Entries from a point annotation set

________

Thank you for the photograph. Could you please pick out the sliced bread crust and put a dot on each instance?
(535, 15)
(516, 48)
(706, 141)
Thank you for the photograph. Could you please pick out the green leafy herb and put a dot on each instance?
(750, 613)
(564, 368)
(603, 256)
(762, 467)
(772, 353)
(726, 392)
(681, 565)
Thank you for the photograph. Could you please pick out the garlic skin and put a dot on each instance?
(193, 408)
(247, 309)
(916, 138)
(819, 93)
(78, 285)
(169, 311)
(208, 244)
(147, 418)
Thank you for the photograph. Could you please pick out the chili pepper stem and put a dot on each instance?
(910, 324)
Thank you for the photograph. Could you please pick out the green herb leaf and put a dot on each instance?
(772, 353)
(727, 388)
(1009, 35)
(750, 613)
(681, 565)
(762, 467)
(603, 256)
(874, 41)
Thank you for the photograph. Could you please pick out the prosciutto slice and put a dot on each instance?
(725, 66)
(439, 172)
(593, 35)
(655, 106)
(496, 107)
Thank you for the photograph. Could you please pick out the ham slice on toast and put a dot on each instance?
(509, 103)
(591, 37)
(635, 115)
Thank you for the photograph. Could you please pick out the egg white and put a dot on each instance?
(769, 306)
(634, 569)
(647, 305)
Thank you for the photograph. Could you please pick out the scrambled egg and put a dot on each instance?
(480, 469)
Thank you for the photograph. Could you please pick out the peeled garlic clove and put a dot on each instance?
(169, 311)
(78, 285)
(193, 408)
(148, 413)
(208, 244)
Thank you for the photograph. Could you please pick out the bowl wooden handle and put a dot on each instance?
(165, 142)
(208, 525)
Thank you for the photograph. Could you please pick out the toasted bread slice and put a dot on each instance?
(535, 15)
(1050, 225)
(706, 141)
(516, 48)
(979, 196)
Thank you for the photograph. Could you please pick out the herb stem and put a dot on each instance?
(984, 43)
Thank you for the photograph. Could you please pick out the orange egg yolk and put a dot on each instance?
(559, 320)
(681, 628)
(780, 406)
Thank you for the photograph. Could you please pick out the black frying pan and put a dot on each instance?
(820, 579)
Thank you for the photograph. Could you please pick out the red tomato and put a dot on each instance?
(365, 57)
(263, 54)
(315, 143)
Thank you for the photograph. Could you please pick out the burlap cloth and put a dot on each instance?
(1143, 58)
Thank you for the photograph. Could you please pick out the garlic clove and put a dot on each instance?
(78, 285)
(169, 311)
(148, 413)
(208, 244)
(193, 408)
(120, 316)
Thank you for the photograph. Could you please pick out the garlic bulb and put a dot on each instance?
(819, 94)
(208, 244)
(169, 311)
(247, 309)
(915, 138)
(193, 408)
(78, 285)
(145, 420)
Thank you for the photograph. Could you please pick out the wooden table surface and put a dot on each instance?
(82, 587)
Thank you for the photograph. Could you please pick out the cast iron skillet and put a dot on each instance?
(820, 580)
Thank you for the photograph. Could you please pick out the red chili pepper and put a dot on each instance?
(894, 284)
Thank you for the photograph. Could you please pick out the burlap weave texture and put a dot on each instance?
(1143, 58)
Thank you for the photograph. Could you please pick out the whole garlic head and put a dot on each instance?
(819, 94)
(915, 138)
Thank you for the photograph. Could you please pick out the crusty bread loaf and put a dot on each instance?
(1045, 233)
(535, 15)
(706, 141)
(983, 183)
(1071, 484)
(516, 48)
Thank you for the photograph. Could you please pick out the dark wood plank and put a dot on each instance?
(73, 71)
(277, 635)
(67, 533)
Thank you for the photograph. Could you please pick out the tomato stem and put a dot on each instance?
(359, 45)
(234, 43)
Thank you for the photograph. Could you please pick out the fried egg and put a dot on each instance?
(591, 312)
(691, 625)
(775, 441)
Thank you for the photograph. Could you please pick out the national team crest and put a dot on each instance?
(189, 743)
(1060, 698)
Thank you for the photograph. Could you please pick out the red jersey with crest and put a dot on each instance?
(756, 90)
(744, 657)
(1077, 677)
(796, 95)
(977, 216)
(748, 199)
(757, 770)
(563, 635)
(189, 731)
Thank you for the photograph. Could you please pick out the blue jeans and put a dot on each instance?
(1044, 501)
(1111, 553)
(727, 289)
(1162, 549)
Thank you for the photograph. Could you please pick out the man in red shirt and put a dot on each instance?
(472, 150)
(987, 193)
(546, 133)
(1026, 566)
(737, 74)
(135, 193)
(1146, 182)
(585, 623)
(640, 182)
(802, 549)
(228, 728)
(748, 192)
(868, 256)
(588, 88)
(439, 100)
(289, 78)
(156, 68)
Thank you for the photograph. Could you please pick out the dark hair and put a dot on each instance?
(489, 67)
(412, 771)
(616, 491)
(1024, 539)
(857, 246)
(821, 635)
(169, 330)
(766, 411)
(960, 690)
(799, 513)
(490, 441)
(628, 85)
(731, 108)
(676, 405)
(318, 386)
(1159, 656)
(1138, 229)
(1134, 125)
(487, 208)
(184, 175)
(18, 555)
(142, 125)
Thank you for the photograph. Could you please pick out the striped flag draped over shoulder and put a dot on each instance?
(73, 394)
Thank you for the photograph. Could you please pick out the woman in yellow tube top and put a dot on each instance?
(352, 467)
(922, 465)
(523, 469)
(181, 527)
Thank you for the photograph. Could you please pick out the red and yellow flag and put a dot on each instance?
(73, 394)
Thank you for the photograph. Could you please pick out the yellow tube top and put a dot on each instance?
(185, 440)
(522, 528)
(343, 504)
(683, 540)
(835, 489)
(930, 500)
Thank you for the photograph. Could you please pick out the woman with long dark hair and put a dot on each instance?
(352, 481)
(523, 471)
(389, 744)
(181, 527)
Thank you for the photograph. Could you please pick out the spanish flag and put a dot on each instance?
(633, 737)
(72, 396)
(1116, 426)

________

### What the exercise asks
Retype the whole listing above line by line, keeping every character the same.

### Exercise response
Thank you for the photograph. Could you please pick out the sliced bread crust and put a dot on each instance?
(535, 15)
(516, 48)
(706, 141)
Thank you for the photograph. Could you please pick out the green leafy herb and put a dot on each instance?
(750, 613)
(564, 368)
(603, 256)
(762, 467)
(772, 353)
(726, 392)
(681, 565)
Thank you for the photograph. Could you please pick out the garlic skin and put a dot on each instance?
(193, 408)
(247, 309)
(916, 138)
(819, 93)
(78, 285)
(169, 311)
(208, 244)
(147, 418)
Thank you for the photograph. Could you please pick out the chili pepper stem and put a dot on each instance?
(910, 324)
Thank you for the photograph. Could you please pick out the green herb leaf and put a dot on each instance?
(772, 353)
(727, 388)
(1009, 35)
(750, 613)
(681, 565)
(762, 467)
(603, 256)
(874, 41)
Thank you for the photograph. Could you please pick out the prosciutto slice and put a dot on each instance?
(725, 66)
(439, 172)
(593, 35)
(655, 106)
(496, 107)
Thank you for the photograph. Could you please pick out the ham slice on toast and put a dot on each instance?
(509, 103)
(591, 37)
(635, 115)
Thank you for the photograph. Could you please pick out the egg white and put a dot on each instance?
(769, 306)
(634, 569)
(647, 305)
Thank you for the photograph. Could you please pick out the scrambled egg and put a dot on each instance?
(480, 469)
Thank you for the photograph. Could you please pick out the peeled garlic clove and put a dot on each instance?
(169, 311)
(78, 285)
(193, 408)
(148, 413)
(208, 244)
Thank you for the photograph. Could you please pick out the bowl wooden handle and put a dot on each instance?
(165, 142)
(208, 525)
Thank you for the photograph. Could you please pick out the toasted bread slice and put a dot on each instance?
(535, 15)
(1050, 225)
(706, 141)
(516, 48)
(979, 196)
Thank you for the photograph. Could you please pick out the herb stem and put a dot on each instance?
(984, 43)
Thank you for the photograph. Could you please pick out the orange egg yolk and put a dot on each instance?
(559, 320)
(681, 628)
(780, 406)
Thank you for the photograph. Could you please pick out the black frying pan and put a dot on each instance?
(820, 579)
Thank you for the photograph. Could you please pick out the red tomato and put a dot on each instance?
(365, 57)
(263, 54)
(315, 143)
Thank you for the photograph. Could you please pick out the burlap cloth and put a dot on each instance?
(1143, 58)
Thank you for the photograph. Could you please pick out the garlic clove and put a dot on each instance?
(78, 285)
(169, 311)
(148, 413)
(208, 244)
(193, 408)
(120, 316)
Thank you for the photograph. Could you please pick out the garlic bulb and put a dot on each instance?
(819, 94)
(208, 244)
(169, 311)
(247, 309)
(915, 138)
(193, 408)
(78, 285)
(145, 420)
Thank you for the photograph. Could you please pick out the wooden table surface and put a dot on each instance?
(82, 587)
Thank you for the photograph. Could you please pick out the cast iron skillet and put a dot on each instance?
(820, 580)
Thank you for the photograph. Could you please pick out the red chili pepper and put a dot on each instance?
(894, 284)
Thank you for the photograph. Could you please pick out the burlap weave texture and put a dot on each instance?
(1143, 58)
Thank you for the photograph. Could you please pick out the whole garlic head and put a dot on each instance?
(819, 94)
(915, 138)
Thank you for the photograph. Could you please pick out the crusty bread loaf and put a dot on each instance?
(1045, 233)
(535, 15)
(706, 141)
(983, 183)
(1071, 484)
(516, 48)
Thank you for the photograph. Could you please pick out the dark wood plank and put a dot on each instance?
(73, 71)
(277, 635)
(67, 533)
Thank you for the photograph. Could you please pick out the tomato stem and put a dot on each instance?
(359, 45)
(234, 43)
Thank you for the photograph. Could you please pick out the fried egg and put a dot on each instance?
(591, 312)
(691, 625)
(775, 441)
Thank you for the photograph. Could you please pick out the national team crest and put a dot on each instance?
(189, 743)
(1060, 698)
Thank you for the photograph. Could you please pick out the red jersey with crest and put a dot on each instance?
(756, 90)
(744, 657)
(1077, 677)
(796, 95)
(977, 216)
(748, 199)
(757, 770)
(563, 635)
(189, 731)
Thank you for the photograph. Could you please pick out the blue jeans and put a dot on each instance?
(1044, 501)
(1111, 553)
(727, 289)
(1162, 549)
Thank you for the photograph. Could you please pick out the man in red shirt and put a dot on each instance?
(472, 150)
(987, 193)
(546, 133)
(1026, 566)
(737, 74)
(135, 193)
(1146, 182)
(585, 623)
(640, 182)
(802, 549)
(228, 728)
(748, 192)
(868, 256)
(588, 88)
(439, 100)
(289, 78)
(156, 68)
Thank you for the photograph. Could you please pick out the dark hair and put a dot on each instance?
(489, 67)
(412, 771)
(616, 491)
(1024, 539)
(857, 246)
(821, 635)
(169, 330)
(766, 411)
(960, 690)
(799, 513)
(490, 441)
(628, 85)
(731, 108)
(676, 405)
(318, 386)
(1159, 656)
(1138, 229)
(1134, 125)
(487, 208)
(184, 175)
(18, 555)
(142, 125)
Thank you for the photograph. Could you please pick out the striped flag draped over shoulder and put a dot on each instance?
(73, 394)
Thank you for the photograph. Could you please pick out the woman in yellow tube top and put a dot on each instance?
(352, 467)
(922, 465)
(523, 469)
(181, 527)
Thank you for the photograph. Could you please pick out the red and yellow flag and put a dot on each instance?
(73, 394)
Thank you for the photograph. Could you please pick out the yellow tube top and put a dot on each instance?
(185, 440)
(522, 528)
(343, 504)
(683, 540)
(835, 489)
(930, 500)
Thank you for the photograph. Could you please pick out the woman with long dark hair and put a dot on each instance?
(352, 481)
(523, 471)
(389, 744)
(181, 527)
Thank you for the photograph. Could you please pick out the spanish flag and put a dot on each instance?
(633, 737)
(72, 396)
(1116, 426)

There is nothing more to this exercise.